### DATA FOR THIS EXERCISE
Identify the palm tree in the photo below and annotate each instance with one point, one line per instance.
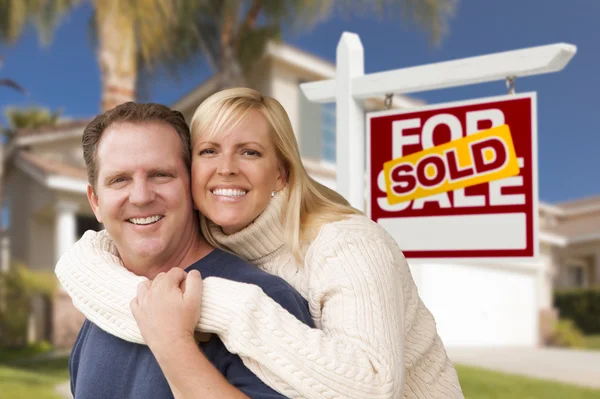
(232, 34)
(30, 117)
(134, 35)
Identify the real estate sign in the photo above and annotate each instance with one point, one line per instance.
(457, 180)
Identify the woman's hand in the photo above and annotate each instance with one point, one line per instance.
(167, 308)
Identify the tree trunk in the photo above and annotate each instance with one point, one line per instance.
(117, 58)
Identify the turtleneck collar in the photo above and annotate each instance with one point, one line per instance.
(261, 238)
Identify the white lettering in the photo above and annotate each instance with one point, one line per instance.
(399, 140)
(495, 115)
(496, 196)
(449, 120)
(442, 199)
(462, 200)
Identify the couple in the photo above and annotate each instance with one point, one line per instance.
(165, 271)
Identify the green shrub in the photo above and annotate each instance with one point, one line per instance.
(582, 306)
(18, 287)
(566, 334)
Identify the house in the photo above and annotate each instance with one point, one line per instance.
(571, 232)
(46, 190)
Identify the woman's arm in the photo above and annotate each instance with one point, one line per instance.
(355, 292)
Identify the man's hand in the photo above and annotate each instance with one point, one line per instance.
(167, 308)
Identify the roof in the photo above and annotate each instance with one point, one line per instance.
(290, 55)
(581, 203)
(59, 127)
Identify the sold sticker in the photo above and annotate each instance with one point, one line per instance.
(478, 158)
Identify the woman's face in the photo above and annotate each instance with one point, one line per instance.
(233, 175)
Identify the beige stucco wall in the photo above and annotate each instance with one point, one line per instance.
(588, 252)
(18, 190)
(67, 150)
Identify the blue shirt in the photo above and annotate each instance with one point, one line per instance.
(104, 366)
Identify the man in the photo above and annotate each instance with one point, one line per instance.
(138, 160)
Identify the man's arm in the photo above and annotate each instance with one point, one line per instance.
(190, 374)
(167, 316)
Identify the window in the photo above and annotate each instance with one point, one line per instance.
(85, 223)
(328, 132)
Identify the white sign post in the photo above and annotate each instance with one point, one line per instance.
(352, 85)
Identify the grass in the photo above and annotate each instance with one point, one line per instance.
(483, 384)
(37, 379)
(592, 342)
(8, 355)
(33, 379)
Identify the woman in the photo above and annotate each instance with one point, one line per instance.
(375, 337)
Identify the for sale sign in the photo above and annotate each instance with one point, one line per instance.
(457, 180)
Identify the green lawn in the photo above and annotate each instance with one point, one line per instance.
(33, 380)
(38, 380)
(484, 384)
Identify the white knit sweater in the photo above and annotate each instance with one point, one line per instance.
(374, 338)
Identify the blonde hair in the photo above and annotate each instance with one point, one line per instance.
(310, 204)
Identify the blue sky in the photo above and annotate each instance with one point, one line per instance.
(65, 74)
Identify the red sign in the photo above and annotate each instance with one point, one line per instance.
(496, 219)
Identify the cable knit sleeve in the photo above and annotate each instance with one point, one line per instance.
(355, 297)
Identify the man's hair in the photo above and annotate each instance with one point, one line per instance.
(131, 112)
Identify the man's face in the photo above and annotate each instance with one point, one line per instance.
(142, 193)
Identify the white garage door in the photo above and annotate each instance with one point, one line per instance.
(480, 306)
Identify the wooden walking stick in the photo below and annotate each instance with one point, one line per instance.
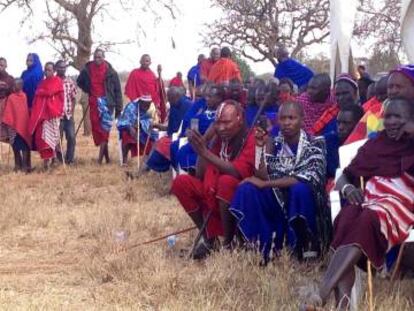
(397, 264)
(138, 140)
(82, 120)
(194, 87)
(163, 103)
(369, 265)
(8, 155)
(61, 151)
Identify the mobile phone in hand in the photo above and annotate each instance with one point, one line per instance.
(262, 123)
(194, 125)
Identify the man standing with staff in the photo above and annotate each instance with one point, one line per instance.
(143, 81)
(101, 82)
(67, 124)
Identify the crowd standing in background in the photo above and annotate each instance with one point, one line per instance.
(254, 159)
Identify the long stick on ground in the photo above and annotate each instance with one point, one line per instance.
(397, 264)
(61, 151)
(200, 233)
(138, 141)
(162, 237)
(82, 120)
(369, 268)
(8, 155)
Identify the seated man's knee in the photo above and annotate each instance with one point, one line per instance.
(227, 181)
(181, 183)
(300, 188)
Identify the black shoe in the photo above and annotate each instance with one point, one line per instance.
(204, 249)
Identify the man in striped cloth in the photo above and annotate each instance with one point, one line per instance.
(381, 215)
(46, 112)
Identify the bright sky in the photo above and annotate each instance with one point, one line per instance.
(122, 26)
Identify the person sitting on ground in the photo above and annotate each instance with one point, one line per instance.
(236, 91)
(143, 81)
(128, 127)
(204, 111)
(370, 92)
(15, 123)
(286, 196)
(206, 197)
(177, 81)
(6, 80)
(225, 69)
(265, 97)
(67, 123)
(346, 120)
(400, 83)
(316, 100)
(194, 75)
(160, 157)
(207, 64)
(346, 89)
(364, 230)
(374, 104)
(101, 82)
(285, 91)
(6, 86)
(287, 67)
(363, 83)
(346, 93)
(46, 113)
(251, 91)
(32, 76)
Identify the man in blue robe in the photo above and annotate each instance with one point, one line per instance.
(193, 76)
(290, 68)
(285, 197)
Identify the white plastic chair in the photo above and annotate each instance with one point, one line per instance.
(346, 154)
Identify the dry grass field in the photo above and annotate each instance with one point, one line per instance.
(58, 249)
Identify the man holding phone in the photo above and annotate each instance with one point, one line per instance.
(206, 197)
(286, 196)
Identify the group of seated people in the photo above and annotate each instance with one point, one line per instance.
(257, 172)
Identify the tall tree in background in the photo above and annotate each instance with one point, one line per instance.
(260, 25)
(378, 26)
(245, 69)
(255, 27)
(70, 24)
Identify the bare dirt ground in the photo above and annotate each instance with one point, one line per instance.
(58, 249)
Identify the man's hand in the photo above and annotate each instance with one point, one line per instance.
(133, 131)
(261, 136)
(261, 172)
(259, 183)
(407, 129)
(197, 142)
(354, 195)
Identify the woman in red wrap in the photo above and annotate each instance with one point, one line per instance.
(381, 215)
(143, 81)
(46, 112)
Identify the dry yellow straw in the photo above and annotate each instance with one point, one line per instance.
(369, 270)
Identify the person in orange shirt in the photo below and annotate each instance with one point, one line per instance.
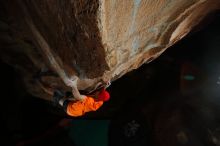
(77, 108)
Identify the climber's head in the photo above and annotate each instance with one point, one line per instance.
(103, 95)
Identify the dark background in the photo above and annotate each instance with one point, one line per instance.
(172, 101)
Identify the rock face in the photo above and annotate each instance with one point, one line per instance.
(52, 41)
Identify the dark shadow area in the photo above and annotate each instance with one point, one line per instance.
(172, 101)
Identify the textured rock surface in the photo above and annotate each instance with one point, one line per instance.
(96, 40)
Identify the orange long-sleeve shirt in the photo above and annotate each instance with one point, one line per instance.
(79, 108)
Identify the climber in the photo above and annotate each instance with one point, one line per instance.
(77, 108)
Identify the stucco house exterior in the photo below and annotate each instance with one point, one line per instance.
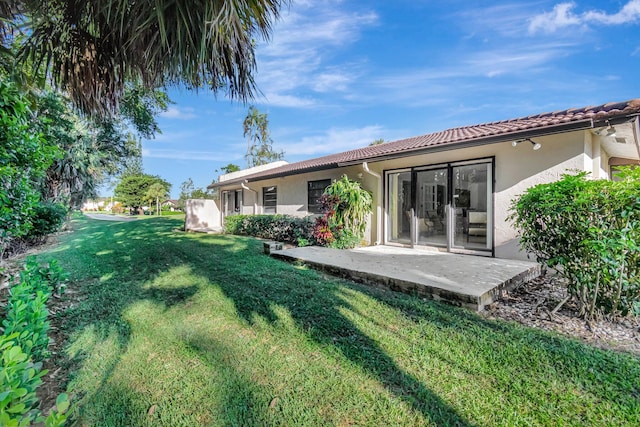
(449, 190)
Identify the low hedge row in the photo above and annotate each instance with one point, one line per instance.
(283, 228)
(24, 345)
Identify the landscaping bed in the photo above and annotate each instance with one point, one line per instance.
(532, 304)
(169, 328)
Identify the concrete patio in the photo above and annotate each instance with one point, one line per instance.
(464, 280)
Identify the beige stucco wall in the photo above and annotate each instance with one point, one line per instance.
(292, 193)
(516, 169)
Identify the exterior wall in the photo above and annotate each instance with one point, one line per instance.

### REQUIRED WORK
Your task is an exact transcription of all the data, minus the pictures.

### TASK ANSWER
Identify the palm tree in the photo below and annotate each instance with one point, one line per instance.
(232, 34)
(30, 117)
(134, 35)
Identify the real estate sign in the photo above and annotate each instance with one point, one line per instance.
(457, 180)
Identify the woman's hand in the photo above and annotate each instance with one point, one line per instance.
(167, 308)
Identify the tree trunk in the photo above and annotate each instance with one point, one line per instance.
(117, 58)
Identify the turtleneck collar in the photo above and annotate each instance with one point, one line per instance.
(261, 238)
Identify the white lettering in the photo above and annotate each instance with one point, one line per instance.
(399, 140)
(495, 115)
(496, 196)
(449, 120)
(442, 199)
(462, 200)
Identify the couple in the photo above and annotate each instance with one point, one line per instance.
(165, 271)
Identify the green shrub in the photo above and annotate each instance with one point, one line per instance.
(582, 306)
(18, 287)
(566, 334)
Identify the house in the photo above and annotate each instance with one point, one line per instance.
(571, 232)
(46, 190)
Identify the woman's arm in the photo above and annotate each instance with one point, one line per instance.
(355, 292)
Identify the man's hand in the photo above and annotate each instance with one point, one line per instance.
(167, 308)
Identify the roof in the photo above and annotate each instance with one point, one line per instance.
(290, 55)
(581, 203)
(59, 127)
Identify the sold sticker in the photo above and annotate each instance with one point, one line per instance.
(478, 158)
Identify the woman's face in the photo above and annotate each instance with one point, one line per instance.
(233, 175)
Identify the beige stucco wall in the photo above and annotate each instance with one point, one line per instance.
(588, 252)
(18, 190)
(67, 150)
Identify the blue shirt in the photo above and annotate each instance with one point, one line per instance.
(104, 366)
Identify the man in the photo above and annotate each instance with one point, one line per instance.
(138, 160)
Identify the man's arm in the photo above and annotate each instance with one point, one line per instance.
(190, 374)
(167, 316)
Identify the window in the photo above and annotate each instance with one point, one line per instance.
(85, 223)
(328, 132)
Identify the white sign post in the photo above and annotate each instance with one point, one line per instance.
(352, 85)
Identify the grass in the photo above and annotate each instance with one point, one line per instance.
(483, 384)
(37, 379)
(592, 342)
(8, 355)
(33, 379)
Identify the woman in the photo above and annotate each instance with one point, one line per instance.
(375, 337)
Identify the for sale sign in the photo above and annotate each instance with one point, one line per instance.
(457, 180)
Identify the green lawn in the photo above and annotate each instance with one point, one line per instance.
(33, 380)
(38, 380)
(484, 384)
Identify the white knit sweater in the photo above and annotate each instance with one point, one line per instance.
(374, 338)
Identify the blonde hair in the photo above and annotate each instance with one point, one line per instance.
(310, 204)
Identify the blue sky in the photo above and annotate each instance with one point, one line per instance.
(65, 74)
Identify the red sign in the photo above and annotate each instance with one point, one line per instance.
(496, 219)
Identify the cable knit sleeve in the photo above and annotate each instance with one point, one line per instance.
(355, 297)
Identify the man's hair in the photo above and annotate each instance with one point, one line per instance.
(131, 112)
Identify the man's face in the photo above and annotate each instance with one point, one line per instance.
(142, 193)
Identify the white garage door in the photo above and annotate each instance with one point, one line per instance.
(480, 306)
Identify the wooden walking stick in the photo below and annotate each instance with one point, one line per instance.
(397, 264)
(138, 140)
(82, 120)
(194, 87)
(163, 103)
(369, 265)
(8, 155)
(61, 151)
Identify the mobile phone in hand in the photo above and annotate each instance with one point, one line per instance.
(262, 123)
(194, 125)
Identify the man standing with staff in the photo above and annotate each instance with one point, one line per instance.
(143, 81)
(101, 82)
(67, 124)
Identify the crowd standing in background in the photo above and annotate each instance with one point, one line per instance.
(254, 159)
Identify the long stick on ground in the photo above and annotate each instance with one point, one line per instance.
(397, 264)
(61, 151)
(200, 233)
(138, 141)
(162, 237)
(82, 120)
(369, 268)
(8, 155)
Identify the seated man's knee in the photo above and annotate each instance with one point, one line per instance.
(227, 181)
(181, 183)
(300, 188)
Identify the black shoe in the photo above and annotate each instance with one point, one line per instance.
(204, 249)
Identify the man in striped cloth in the photo above and annotate each instance with one point, one line per instance.
(381, 215)
(46, 112)
Identify the bright sky in the photo above and annotate each instance with one point, one line per instance.
(122, 26)
Identify the person sitting on ground in the photo above and annotate each instance with one point, one line per instance.
(236, 91)
(143, 81)
(128, 127)
(204, 111)
(370, 92)
(15, 123)
(286, 196)
(206, 197)
(177, 81)
(6, 80)
(225, 69)
(265, 97)
(67, 123)
(346, 120)
(400, 83)
(316, 100)
(194, 75)
(160, 157)
(207, 64)
(346, 89)
(364, 230)
(374, 104)
(101, 82)
(285, 91)
(6, 86)
(287, 67)
(363, 83)
(346, 93)
(46, 113)
(251, 91)
(32, 76)
Identify the man in blue robe in the photo above and annotate each instance with one point, one line per instance.
(193, 76)
(290, 68)
(285, 197)
Identify the white plastic chair in the photo above and annotate each instance with one point, one line per instance.
(346, 154)
Identify the dry grass field in the photo above and annotate each instance with one point, one line per instance.
(58, 249)
Identify the man holding phone in the photo above and annotate each instance with one point, one line per instance.
(206, 197)
(286, 196)
Identify the group of seated people in the photo above and annotate each instance with one point, one line per instance.
(257, 172)
Identify the tall tree in background in the photo above and annotate each instance with one point, one line per instance.
(260, 25)
(378, 26)
(245, 69)
(255, 27)
(70, 24)
Identify the bare dirt ground in the photo above and annotate each instance with one point, one line per instance.
(58, 249)
Identify the man's hand in the photo above and annotate each instance with one point, one line per instance.
(133, 131)
(261, 136)
(261, 172)
(259, 183)
(407, 129)
(197, 142)
(354, 195)
Identify the woman in red wrap in the photo above and annotate each instance with one point, one line per instance.
(381, 215)
(143, 81)
(46, 112)
Identify the dry yellow straw in the photo above and annotate each instance with one point, one line per instance.
(369, 270)
Identify the person in orange shirt in the photo below and annotate each instance with one point, one line per instance.
(77, 108)
Identify the climber's head in the photo above and annotate each instance with one point, one line per instance.
(103, 95)
Identify the dark background in the photo above and annotate each instance with one point, one line per instance.
(172, 101)
Identify the rock face in the photo above and annotate each instance with one point, one line per instance.
(52, 41)
Identify the dark shadow area in the photo above and annotate each instance with one point, one line per instance.
(172, 101)
Identify the textured rock surface in the photo above and annotate each instance with one point, one line per instance.
(96, 40)
Identify the orange long-sleeve shirt in the photo above and annotate each instance with one point, one line per instance.
(79, 108)
Identify the climber in the photo above and annotate each instance with one point, one line per instance.
(77, 108)
Identify the stucco house exterior in the photo below and annotate each instance with one point, one line per instance.
(449, 190)
Identify the low hedge row in the photo above and annotate each instance with one point, one line per instance.
(283, 228)
(24, 345)
Identify the landscaping bed in the photo above and annotate each instance with one point, one line per instance.
(532, 304)
(169, 328)
Identify the concrete patio in the photo above and annotate each instance with one point, one line per instance.
(464, 280)
Identify the beige stucco wall in the photo above and annotate each instance with one point, one line per instance.
(292, 193)
(516, 169)
Identify the exterior wall in the photo above and annotate each instance with one point, one line per instance.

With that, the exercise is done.